| Task directions |
Rewrite the data from the line containing "Tag each instance of the white door" through the end of the data, both ends included, with the requests unchanged, and shift every coordinate in the answers by adding 67 to each number.

Dataset entries:
┌──

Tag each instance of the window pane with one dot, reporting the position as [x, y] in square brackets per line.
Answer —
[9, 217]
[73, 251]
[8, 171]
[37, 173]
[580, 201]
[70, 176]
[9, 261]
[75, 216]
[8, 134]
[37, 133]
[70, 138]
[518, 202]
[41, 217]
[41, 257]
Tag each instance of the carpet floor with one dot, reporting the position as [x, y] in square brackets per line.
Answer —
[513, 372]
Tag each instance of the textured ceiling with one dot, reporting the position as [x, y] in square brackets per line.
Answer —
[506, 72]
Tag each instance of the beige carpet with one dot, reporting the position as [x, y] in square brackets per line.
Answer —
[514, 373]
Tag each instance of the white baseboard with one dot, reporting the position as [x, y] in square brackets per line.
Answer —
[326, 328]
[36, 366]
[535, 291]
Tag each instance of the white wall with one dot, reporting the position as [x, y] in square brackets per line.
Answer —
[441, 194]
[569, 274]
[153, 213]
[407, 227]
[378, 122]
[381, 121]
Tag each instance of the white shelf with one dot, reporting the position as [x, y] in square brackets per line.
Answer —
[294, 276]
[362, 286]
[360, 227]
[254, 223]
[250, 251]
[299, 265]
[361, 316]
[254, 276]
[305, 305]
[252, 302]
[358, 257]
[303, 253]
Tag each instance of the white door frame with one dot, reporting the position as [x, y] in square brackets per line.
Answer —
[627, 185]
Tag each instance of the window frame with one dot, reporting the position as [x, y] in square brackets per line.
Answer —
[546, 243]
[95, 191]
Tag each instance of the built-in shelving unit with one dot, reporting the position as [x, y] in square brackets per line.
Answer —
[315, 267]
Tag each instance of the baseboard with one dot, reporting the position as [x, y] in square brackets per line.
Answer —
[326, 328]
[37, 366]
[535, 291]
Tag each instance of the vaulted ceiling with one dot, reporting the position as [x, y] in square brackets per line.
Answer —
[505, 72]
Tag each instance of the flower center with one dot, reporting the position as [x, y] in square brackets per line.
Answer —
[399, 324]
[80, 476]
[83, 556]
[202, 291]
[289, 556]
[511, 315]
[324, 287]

└──

| Result of the exercise |
Tag each instance of the white door frame with one dot, reporting the position as [x, y] in square brackets per line.
Answer —
[694, 252]
Tag each instance of the window frame with one dot, reporting the position as [x, y] in square brackets per line.
Answer —
[613, 310]
[162, 258]
Tag each instance of the built-in shelving unit with one dot, reporting the position as [x, y] in square brackets per line.
Answer —
[382, 334]
Tag each instance of the baseboard with one dot, reporting the position as [x, y] in square brackets per line.
Answer —
[393, 395]
[104, 433]
[602, 358]
Tag each instance of the vaulted ceiling with one dot, reporting the position as [x, y] in square brackets per line.
Answer —
[572, 139]
Tag each instance of the flower center with one dot, reporting the position as [x, y] in square brackets per line.
Answer —
[466, 391]
[147, 543]
[150, 623]
[269, 358]
[356, 623]
[578, 382]
[391, 354]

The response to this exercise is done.